Records for this task below:
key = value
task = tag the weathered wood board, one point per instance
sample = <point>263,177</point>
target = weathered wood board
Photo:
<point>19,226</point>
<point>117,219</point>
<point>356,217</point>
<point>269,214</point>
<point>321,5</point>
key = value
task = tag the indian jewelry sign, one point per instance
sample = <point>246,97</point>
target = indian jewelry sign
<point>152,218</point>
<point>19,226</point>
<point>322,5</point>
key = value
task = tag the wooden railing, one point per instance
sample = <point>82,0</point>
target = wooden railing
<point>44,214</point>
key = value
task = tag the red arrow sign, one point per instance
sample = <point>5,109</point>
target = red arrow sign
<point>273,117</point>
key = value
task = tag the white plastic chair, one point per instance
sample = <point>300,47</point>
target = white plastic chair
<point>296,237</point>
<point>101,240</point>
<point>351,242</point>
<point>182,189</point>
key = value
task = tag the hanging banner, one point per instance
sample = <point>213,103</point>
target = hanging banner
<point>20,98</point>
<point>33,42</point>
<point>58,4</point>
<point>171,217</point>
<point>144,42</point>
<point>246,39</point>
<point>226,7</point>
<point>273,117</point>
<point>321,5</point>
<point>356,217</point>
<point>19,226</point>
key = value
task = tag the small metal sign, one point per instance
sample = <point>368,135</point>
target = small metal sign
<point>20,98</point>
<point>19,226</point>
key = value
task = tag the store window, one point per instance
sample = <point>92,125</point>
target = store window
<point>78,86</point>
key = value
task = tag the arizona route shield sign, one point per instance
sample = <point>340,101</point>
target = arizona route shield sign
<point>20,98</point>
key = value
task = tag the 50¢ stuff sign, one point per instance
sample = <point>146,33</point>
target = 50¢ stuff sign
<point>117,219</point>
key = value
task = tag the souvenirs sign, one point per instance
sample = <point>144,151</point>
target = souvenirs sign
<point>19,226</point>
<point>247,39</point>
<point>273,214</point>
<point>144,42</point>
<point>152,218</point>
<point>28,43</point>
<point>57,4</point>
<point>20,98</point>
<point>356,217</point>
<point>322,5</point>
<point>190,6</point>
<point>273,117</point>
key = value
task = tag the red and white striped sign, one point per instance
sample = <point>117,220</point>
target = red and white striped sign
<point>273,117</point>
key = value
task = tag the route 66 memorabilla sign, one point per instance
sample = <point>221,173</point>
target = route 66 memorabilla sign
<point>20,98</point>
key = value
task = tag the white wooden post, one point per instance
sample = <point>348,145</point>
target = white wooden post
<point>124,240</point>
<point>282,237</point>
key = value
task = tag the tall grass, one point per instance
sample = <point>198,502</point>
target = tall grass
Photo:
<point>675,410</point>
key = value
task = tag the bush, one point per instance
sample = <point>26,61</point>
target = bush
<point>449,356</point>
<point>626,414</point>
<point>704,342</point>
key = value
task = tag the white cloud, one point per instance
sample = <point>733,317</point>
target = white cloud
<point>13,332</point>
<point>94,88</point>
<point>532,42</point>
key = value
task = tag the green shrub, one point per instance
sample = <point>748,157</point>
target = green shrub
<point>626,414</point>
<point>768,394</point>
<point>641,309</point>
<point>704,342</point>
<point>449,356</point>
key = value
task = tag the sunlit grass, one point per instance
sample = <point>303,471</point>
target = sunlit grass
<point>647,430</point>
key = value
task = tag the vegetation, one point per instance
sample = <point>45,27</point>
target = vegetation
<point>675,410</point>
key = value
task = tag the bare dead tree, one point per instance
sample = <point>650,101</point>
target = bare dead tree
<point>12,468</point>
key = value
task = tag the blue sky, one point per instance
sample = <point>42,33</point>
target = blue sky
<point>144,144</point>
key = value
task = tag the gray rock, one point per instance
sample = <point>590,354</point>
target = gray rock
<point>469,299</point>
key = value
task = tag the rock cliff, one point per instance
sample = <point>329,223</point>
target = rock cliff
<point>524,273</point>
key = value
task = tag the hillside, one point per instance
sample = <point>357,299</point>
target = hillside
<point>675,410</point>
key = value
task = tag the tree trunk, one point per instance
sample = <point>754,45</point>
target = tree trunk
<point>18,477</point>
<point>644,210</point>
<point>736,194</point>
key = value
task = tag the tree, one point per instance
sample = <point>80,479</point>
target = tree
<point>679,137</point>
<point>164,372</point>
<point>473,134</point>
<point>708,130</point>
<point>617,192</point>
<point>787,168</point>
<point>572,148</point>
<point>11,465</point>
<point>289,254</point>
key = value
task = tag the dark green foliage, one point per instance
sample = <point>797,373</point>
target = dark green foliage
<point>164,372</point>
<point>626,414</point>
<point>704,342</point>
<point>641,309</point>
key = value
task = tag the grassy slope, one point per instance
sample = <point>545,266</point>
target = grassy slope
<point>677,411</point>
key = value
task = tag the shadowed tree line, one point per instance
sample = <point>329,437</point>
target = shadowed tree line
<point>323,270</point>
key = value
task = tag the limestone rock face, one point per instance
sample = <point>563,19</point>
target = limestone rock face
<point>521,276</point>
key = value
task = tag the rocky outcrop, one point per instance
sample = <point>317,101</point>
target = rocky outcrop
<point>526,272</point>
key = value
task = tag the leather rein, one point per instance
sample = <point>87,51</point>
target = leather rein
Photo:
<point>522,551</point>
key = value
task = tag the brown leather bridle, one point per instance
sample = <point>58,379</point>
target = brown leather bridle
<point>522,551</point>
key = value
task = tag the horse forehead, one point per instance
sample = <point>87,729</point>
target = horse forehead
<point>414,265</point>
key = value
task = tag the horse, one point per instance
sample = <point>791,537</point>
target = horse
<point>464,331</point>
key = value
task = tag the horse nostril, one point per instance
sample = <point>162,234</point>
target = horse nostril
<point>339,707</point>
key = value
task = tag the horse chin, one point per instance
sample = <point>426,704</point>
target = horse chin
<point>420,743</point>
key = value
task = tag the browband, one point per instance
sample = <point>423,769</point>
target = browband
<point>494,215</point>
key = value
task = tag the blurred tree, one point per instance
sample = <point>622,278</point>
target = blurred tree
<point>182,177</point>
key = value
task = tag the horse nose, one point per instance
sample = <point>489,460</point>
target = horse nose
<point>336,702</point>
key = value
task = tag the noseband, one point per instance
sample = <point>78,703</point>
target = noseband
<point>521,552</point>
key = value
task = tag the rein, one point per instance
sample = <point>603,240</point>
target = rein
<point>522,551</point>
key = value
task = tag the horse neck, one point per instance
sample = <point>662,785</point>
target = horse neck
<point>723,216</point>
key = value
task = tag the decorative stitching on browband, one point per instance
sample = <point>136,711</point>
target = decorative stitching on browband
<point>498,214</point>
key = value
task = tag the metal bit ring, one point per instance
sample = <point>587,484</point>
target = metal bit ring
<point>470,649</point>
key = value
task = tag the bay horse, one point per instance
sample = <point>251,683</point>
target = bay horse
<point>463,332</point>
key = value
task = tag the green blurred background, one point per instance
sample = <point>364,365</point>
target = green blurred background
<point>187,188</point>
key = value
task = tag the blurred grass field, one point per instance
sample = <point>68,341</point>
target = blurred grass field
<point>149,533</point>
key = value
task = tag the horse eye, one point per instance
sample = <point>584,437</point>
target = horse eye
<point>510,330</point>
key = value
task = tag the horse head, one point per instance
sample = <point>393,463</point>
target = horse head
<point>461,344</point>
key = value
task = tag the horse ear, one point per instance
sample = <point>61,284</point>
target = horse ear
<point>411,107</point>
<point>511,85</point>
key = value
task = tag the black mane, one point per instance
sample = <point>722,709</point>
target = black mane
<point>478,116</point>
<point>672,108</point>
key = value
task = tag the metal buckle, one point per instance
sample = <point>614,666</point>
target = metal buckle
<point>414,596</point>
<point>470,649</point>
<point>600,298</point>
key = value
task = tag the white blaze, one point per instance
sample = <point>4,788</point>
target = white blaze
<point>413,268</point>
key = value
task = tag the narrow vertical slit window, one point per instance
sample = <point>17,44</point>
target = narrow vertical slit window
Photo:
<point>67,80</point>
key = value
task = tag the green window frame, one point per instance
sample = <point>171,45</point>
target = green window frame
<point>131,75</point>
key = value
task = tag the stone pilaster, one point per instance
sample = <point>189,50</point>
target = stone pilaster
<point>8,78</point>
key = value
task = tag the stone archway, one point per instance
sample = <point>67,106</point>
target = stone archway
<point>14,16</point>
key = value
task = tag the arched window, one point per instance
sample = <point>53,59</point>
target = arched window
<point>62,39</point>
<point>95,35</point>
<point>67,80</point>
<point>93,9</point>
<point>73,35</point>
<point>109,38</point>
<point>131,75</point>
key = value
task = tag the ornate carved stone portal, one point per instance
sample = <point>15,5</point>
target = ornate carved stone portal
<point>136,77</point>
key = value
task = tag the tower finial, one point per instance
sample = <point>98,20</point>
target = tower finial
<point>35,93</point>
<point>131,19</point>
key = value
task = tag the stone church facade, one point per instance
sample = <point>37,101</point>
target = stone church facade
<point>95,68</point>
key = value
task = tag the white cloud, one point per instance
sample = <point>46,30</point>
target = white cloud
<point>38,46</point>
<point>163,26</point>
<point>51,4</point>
End of Records for this task.
Transcribe the records above exactly, beginning at the line that contains "task = tag the 50¢" and ending with the line that contains "sample = <point>144,151</point>", both included, and nothing else.

task = tag the 50¢ stuff sign, one point per instance
sample = <point>146,33</point>
target = 50¢ stuff sign
<point>117,219</point>
key = value
task = tag the souvenirs sign, one point per instance
sample = <point>144,151</point>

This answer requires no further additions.